Text passage ->

=== Section Start ===

Moderna vaccine results 'stunningly impressive,' Fauci tells AFP

Anthony Fauci, Director of the National Institute of Allergy and Infectious Diseases, said the Moderna vaccine's early results were 'stunningly impressive'

Washington (AFP) - The United States' top infectious disease official on Monday hailed early results from Moderna's Covid-19 vaccine as "stunningly impressive," calling the result a validation for experimental mRNA technology that some had doubted.

"I had said, and I must admit, that I would have been satisfied with 70, or at the most 75 percent efficacy," he told AFP.

"The idea that we have a 94.5 percent effective vaccine is stunningly impressive. It is really a spectacular result that I don't think anybody had anticipated would be this good."

The physician-scientist leads the National Institutes of Health's  National Institutes of Allergies and Infectious Diseases (NIAID), which began co-developing the vaccine in January, shortly after Chinese authorities disclosed the genetic sequence of the new coronavirus.

The vaccine is based on a new technology that uses a synthetic version of a molecule called "messenger RNA" to hack into human cells, and effectively turn them into vaccine-making factories.

"There were many people who had reservations about using something that had not been tried and true over the years, in fact some people even criticized us for that."

On Monday, Moderna and the NIH announced their preliminary results based on 95 of the 30,000 volunteers they have recruited who fell ill with Covid-19.

Of the 95, 90 had been in the trial's placebo group, and five in the group that received the drug, called mRNA-1273, translating to an efficacy rate of 94.5 percent.

It follows a similarly impressive result from Pfizer-BioNTech last week, which reported an efficacy of 90 percent.

=== Section End ===

Given information ->
=== Section Start ===

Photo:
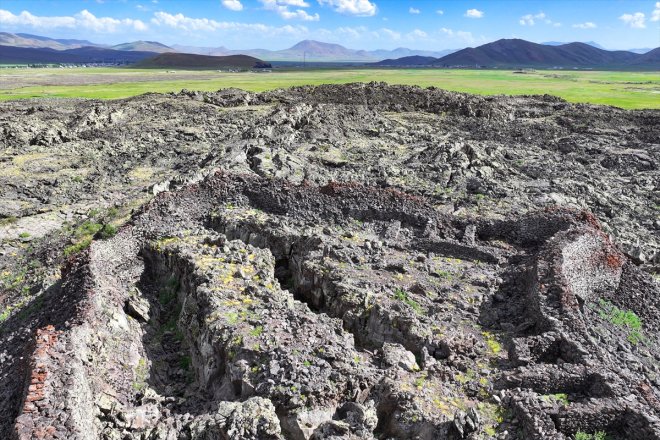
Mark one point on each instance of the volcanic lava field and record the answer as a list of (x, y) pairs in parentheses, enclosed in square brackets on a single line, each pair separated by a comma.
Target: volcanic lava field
[(360, 261)]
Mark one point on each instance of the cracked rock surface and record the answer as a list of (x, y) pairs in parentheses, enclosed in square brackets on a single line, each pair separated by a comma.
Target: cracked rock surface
[(333, 262)]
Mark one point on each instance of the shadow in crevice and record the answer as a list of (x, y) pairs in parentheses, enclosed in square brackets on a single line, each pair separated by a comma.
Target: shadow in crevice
[(53, 307)]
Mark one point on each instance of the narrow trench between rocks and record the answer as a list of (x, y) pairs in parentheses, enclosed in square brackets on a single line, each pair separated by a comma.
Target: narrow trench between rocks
[(169, 370)]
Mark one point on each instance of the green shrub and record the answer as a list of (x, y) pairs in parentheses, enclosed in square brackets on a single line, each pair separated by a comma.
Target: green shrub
[(108, 231), (77, 247), (622, 318)]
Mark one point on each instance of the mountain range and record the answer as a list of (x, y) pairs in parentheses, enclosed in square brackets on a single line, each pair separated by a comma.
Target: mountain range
[(516, 53), (307, 50), (504, 53), (317, 51)]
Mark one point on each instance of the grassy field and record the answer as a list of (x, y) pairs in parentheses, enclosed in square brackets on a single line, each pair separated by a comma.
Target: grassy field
[(631, 90)]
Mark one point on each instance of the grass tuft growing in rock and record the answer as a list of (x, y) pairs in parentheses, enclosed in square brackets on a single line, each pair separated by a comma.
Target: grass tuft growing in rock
[(402, 296)]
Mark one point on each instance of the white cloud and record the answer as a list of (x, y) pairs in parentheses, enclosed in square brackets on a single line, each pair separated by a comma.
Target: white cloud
[(636, 20), (585, 25), (193, 25), (530, 19), (462, 36), (394, 35), (83, 19), (354, 33), (25, 18), (417, 34), (474, 13), (281, 7), (298, 3), (363, 8), (232, 5)]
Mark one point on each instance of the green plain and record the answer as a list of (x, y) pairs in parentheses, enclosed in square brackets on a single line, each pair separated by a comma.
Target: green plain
[(630, 90)]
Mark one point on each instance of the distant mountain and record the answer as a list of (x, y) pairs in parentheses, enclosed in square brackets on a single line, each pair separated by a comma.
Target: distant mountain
[(559, 43), (144, 46), (201, 50), (641, 50), (514, 53), (316, 51), (192, 61), (414, 60), (649, 59), (400, 52), (23, 55), (36, 41)]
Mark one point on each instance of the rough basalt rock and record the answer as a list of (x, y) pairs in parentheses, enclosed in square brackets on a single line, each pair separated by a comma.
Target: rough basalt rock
[(368, 262)]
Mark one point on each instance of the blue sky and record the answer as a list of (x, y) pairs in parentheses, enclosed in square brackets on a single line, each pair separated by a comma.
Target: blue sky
[(360, 24)]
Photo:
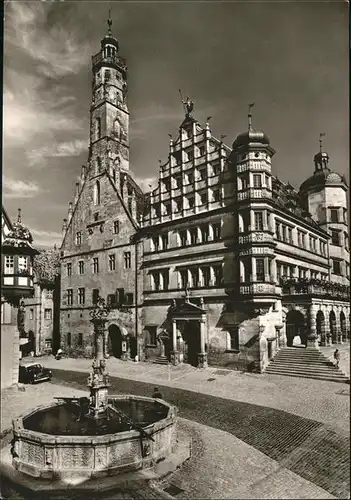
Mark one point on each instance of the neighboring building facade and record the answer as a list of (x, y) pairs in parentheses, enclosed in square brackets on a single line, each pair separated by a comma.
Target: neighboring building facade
[(221, 263)]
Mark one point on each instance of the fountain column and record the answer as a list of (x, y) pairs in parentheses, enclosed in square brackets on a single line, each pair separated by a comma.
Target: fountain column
[(98, 380)]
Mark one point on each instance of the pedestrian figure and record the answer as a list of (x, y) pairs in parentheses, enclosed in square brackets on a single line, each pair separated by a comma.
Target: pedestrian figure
[(157, 394)]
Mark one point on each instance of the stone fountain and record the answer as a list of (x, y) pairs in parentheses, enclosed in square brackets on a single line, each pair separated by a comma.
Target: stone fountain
[(79, 443)]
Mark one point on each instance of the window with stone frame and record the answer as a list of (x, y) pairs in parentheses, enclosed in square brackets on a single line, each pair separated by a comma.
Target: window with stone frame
[(127, 260), (151, 335), (9, 264), (69, 268), (258, 217), (112, 262), (48, 314), (95, 265), (260, 270), (334, 215), (81, 296), (81, 267), (70, 297), (234, 338), (336, 267), (335, 237), (257, 180)]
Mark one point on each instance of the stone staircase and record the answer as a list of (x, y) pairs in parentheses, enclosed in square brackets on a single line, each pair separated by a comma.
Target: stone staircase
[(161, 360), (305, 363)]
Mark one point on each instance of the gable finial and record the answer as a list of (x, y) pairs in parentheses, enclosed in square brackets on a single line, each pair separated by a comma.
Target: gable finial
[(322, 134), (109, 22), (250, 115)]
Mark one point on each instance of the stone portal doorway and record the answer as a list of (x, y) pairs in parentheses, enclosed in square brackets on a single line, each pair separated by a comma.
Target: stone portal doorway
[(191, 337), (115, 340), (295, 327)]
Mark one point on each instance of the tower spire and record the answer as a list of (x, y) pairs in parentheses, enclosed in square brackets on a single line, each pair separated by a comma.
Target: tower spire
[(322, 134), (109, 22), (250, 115)]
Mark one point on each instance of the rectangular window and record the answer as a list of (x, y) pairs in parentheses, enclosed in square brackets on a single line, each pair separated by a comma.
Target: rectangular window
[(165, 241), (258, 221), (202, 174), (116, 226), (257, 180), (81, 296), (9, 264), (95, 296), (112, 262), (81, 267), (69, 269), (203, 198), (70, 297), (216, 195), (95, 265), (127, 260), (335, 237), (48, 314), (216, 231), (204, 234), (260, 270), (22, 263), (151, 337), (183, 238), (234, 338), (334, 215), (218, 272), (336, 267)]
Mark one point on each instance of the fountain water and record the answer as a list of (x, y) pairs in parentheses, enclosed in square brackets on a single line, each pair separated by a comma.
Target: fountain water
[(84, 439)]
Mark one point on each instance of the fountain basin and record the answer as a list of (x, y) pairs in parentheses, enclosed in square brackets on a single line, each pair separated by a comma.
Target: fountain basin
[(49, 447)]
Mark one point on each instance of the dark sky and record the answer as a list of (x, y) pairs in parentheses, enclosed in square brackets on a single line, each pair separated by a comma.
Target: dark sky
[(290, 58)]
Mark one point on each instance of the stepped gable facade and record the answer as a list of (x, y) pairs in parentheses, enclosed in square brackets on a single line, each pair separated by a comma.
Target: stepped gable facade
[(222, 263)]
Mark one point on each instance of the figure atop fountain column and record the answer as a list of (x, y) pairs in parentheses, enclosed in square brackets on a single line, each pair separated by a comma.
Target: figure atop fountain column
[(98, 380)]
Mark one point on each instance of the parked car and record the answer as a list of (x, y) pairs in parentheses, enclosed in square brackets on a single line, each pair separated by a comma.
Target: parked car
[(31, 373)]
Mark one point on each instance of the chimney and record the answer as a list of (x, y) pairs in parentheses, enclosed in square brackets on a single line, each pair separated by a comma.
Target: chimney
[(64, 227), (70, 211)]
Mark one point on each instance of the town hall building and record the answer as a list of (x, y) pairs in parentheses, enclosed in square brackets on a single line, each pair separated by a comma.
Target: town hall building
[(222, 263)]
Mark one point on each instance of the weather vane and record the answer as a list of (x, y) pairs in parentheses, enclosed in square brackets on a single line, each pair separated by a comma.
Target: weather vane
[(109, 21), (322, 134), (250, 115)]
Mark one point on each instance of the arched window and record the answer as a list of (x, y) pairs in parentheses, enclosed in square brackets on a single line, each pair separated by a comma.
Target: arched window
[(98, 164), (97, 193), (97, 128)]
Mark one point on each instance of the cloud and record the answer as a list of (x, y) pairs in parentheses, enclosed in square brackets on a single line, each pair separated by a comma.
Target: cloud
[(57, 49), (46, 239), (37, 157), (20, 189)]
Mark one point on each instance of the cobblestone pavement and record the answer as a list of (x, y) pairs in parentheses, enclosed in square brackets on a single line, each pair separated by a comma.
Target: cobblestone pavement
[(221, 466), (323, 401), (306, 447)]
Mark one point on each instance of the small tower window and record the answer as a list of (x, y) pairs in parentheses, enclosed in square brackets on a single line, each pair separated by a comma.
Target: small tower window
[(97, 193), (97, 128)]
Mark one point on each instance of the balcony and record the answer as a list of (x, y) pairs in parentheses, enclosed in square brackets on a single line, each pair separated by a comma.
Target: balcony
[(258, 289), (255, 193), (256, 237), (314, 287)]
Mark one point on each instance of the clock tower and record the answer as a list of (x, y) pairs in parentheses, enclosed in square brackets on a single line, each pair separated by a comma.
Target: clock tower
[(109, 116)]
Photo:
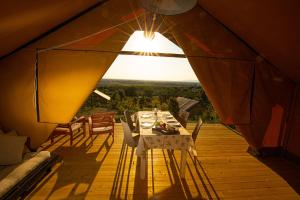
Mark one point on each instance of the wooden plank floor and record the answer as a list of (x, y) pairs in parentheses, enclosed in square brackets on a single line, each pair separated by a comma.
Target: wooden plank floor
[(106, 169)]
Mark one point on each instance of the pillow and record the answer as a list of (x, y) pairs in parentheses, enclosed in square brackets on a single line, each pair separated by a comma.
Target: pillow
[(11, 148)]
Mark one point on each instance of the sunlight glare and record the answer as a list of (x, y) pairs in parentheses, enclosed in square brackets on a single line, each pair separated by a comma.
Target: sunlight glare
[(159, 44)]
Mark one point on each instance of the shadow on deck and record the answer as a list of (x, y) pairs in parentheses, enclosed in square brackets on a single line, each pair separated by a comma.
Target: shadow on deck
[(101, 168)]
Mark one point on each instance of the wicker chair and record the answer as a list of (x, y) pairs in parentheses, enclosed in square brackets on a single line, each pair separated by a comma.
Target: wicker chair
[(70, 129)]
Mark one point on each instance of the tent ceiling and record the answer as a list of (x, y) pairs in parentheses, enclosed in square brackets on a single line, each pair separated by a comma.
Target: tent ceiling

=== Section End ===

Work order 1 -> In the article on the Moderna vaccine results, what efficacy rate does Fauci say he would have been satisfied with?
Work order 2 -> Carry on the article about the Moderna vaccine results, starting after its final sentence.
The records are separate material, unrelated to the article on the Moderna vaccine results.

Response 1 -> He would have been satisfied with 70, or at the most 75 percent efficacy.

Response 2 ->
Asked whether it was too early to say if the mRNA platform had now been proven, Fauci, who is usually known for his cautious statements, said the jury was in.

"Oh no! I think when you have two vaccines, like this, that have proven to be greater than 90% effective, I think that mRNA is here, it's established itself, it doesn't need to prove anything anymore.

"The data speak for themself, it isn't me, it isn't my opinion, look at the data."

While Moderna has basked in the spotlight, Fauci was keen to highlight the critical work of the NIH, which he said was responsible for developing the correct "conformation" or spatial arrangement of the virus' spike protein, which the vaccine makes inside the body to elicit an immune response.

Looking forward, he said he was worried about anti-vaccine sentiment in the United States, the hardest-hit country in the world. 

"There's a long way to go -- don't forget, you've got to get this distributed, you've got to get most of the people to get vaccinated.

"There's a lot of anti-vaccine sentiment in this country. You've got to overcome that and convince people to get vaccinated because a vaccine with a high degree of efficacy is of no use if nobody gets vaccinated."